• Work order 1: Write out the part of the passage on food labeled "natural" starting at "(By the way, this" and ending at "by food companies.)".
• Work order 2: According to the passage on food labeled "natural," what share of those polled in the Consumer Reports survey check for a "natural" label when shopping for food?
• Work order 3:
Decide whether each statement agrees with the passage on food labeled "natural," answering yes or no and quoting the words from the passage that decide it.
(a) The FDA abandoned its effort to set a more precise standard for "natural" after two years.
(b) The term "organic" is defined and regulated by the FDA.
(c) Meat from animals raised on antibiotics cannot be labeled "natural."

• Given passage:
____________________

Stroll down the aisle of a grocery store and you're bound to see all sorts of bizarre foods labeled as "natural" or "all-natural." There are "natural" Cheetos and "natural" cookies. There are "all-natural" fruit drinks that contain high-fructose corn syrup.
These "natural" labels are basically meaningless — there are very few rules for how they're used and companies will slap it on all sorts of things.
And yet a lot of shoppers seem to take the label seriously, assuming it means the food is somehow better for you or healthier. Back in June, a Consumer Reports survey found that 59 percent of those polled check for a "natural" label when shopping for food. As Grist's Nathanael Johnson lamented, "When will the vague 'natural' food label die?"
It's worth expanding on this point. There aren't really any clear definitions for what counts as "natural" food, which is one reason why you see it pop up in so many odd places. But that's partly because the word itself is inapt — very little about modern agriculture is "natural," and it's just not a good way of assessing the health or sustainability of our food system.
There's no clear definition for "natural" food
The Food and Drug Administration has no official definition of "natural food" — in part, they say, because a great many foods in the grocery store have usually been processed or altered in some way and so it's difficult to draw a clear line.
Back in 1991, the FDA actually tried to come up with a more precise standard. But after two years of trying, the agency gave up. "It's too complex," one FDA official lamented in 2008.
(By the way, this is in contrast to the term "organic," a term that is more precisely defined and regulated by the US Department of Agriculture.)
By and large, the FDA doesn't regulate most uses of "natural" labels, though it will occasionally send warning letters — if, say, a product is labeled "all-natural" but contains citric acid or calcium chloride or potassium sorbate. (Though, as one investigation by the Center for Science in the Public Interest found, those warning letters often go ignored by food companies.)
Things are a little different with fresh meat, which is regulated by the US Department of Agriculture. There, "natural" is defined as meaning the meat contains no artificial ingredients and is minimally processed. But even here, some artificial additives are allowed (such as chicken flavored with a salt broth). And meat from animals raised on antibiotics or hormones can still be called "natural."

____________________

• Record extracts:

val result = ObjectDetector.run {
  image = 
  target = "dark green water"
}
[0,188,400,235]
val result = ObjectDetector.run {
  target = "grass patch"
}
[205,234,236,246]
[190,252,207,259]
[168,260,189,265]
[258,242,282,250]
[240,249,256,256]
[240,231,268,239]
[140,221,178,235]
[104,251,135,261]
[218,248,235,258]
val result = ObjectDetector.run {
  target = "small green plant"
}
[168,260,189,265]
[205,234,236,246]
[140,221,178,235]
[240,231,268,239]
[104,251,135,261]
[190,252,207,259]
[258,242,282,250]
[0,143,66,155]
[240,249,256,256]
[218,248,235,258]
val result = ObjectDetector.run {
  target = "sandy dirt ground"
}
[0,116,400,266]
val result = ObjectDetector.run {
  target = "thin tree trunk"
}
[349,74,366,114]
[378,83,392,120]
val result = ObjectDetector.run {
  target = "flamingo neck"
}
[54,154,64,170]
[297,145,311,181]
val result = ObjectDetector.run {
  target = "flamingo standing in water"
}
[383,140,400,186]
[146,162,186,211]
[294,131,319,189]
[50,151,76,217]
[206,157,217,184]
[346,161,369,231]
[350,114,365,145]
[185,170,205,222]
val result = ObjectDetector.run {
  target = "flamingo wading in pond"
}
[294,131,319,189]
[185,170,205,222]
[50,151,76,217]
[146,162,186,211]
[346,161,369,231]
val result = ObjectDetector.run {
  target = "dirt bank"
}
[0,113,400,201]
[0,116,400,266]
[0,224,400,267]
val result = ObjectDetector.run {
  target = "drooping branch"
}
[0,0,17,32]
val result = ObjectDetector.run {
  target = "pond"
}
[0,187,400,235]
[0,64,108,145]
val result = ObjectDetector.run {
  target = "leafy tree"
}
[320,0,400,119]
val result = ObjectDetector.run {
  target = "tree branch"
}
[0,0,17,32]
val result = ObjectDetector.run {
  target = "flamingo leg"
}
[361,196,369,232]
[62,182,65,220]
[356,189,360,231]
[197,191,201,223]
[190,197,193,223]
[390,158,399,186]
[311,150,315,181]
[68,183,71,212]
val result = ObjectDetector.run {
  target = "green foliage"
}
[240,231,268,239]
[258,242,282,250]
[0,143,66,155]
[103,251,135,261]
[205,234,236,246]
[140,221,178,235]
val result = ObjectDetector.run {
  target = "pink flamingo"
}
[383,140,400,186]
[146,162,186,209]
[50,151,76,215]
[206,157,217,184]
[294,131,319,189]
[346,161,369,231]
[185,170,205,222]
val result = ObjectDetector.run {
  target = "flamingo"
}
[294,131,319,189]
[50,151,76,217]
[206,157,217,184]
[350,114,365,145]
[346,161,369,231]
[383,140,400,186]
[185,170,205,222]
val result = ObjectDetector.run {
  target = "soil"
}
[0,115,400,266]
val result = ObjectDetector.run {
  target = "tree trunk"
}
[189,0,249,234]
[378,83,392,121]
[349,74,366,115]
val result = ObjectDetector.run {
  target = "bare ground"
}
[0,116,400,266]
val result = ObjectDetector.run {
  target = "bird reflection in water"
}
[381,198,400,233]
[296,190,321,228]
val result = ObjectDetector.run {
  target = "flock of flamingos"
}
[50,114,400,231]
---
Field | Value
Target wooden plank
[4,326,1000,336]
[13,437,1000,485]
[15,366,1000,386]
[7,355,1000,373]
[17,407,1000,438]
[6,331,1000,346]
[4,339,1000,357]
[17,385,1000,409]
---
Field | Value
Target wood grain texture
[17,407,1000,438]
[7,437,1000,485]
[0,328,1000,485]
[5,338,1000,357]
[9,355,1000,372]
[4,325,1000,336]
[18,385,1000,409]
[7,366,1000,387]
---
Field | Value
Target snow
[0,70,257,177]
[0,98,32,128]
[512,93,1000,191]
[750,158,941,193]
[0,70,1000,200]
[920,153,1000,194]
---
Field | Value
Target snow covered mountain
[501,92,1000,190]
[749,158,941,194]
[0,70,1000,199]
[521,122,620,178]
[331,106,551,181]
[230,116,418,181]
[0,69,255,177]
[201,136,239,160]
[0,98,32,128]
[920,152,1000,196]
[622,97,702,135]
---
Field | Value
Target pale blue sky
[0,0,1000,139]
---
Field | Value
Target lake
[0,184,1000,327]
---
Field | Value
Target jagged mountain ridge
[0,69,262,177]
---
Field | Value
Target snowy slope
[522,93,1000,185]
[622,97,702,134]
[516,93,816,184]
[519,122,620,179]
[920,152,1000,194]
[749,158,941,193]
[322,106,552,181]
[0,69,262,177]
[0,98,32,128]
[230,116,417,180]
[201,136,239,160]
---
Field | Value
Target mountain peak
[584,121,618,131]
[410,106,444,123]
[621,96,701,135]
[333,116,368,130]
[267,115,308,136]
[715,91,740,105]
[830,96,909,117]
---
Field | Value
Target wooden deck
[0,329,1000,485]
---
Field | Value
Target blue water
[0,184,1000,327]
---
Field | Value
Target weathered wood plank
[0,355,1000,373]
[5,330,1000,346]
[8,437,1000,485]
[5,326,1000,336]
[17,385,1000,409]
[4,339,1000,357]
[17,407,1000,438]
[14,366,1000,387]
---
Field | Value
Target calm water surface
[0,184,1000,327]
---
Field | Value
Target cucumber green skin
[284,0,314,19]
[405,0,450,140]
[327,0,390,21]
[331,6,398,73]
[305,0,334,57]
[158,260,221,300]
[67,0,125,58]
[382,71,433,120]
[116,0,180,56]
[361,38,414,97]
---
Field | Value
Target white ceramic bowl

____________________

• Answer section 1:
(By the way, this is in contrast to the term "organic," a term that is more precisely defined and regulated by the US Department of Agriculture.)
By and large, the FDA doesn't regulate most uses of "natural" labels, though it will occasionally send warning letters — if, say, a product is labeled "all-natural" but contains citric acid or calcium chloride or potassium sorbate. (Though, as one investigation by the Center for Science in the Public Interest found, those warning letters often go ignored by food companies.)

• Answer section 2: 59 percent

• Answer section 3:
(a) Yes: "But after two years of trying, the agency gave up."
(b) No: "more precisely defined and regulated by the US Department of Agriculture"
(c) No: "meat from animals raised on antibiotics or hormones can still be called"